**Description of the task**
Write out only the final part of the records below. It begins with the line that contains "Target = dark tree trunk" and ends with the last line.

**Entries shown**
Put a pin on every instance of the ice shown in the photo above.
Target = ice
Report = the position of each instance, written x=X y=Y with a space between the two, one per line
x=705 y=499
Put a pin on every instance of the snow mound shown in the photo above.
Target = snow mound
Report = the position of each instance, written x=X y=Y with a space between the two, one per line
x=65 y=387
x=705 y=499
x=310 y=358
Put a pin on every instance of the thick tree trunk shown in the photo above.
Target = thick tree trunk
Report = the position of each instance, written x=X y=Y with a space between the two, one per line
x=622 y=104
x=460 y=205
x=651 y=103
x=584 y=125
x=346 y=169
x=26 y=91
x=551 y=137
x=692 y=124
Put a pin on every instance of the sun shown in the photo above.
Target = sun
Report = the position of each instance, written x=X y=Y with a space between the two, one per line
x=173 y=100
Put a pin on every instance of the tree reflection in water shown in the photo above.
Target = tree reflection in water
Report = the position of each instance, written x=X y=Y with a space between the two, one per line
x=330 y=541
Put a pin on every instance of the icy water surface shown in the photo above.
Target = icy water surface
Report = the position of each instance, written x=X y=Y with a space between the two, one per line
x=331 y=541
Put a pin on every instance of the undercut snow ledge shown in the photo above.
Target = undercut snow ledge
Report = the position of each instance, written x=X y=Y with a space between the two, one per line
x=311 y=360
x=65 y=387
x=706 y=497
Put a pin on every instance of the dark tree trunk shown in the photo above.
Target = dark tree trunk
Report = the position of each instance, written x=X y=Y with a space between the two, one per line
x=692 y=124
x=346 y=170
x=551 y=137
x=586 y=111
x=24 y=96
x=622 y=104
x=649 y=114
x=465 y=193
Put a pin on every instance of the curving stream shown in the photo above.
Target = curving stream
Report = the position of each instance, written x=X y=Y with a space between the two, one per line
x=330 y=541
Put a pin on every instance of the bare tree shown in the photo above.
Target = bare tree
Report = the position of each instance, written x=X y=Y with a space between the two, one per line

**Solution to this problem**
Target = dark tree trunk
Report = the position of each instance, written x=X y=Y with a space between the two, one per line
x=692 y=124
x=346 y=170
x=551 y=137
x=586 y=111
x=24 y=96
x=622 y=104
x=649 y=114
x=465 y=193
Put a pin on every instance of the curving stream shown in the photo above.
Target = curving stream
Report = the position of each instance, written x=X y=Y with a space between the two, one per line
x=330 y=541
Put a pin on every instance of the bare tree shown in the photo above.
Target = bare tree
Report = the position of each instance, written x=X y=Y with a space between the two, one per line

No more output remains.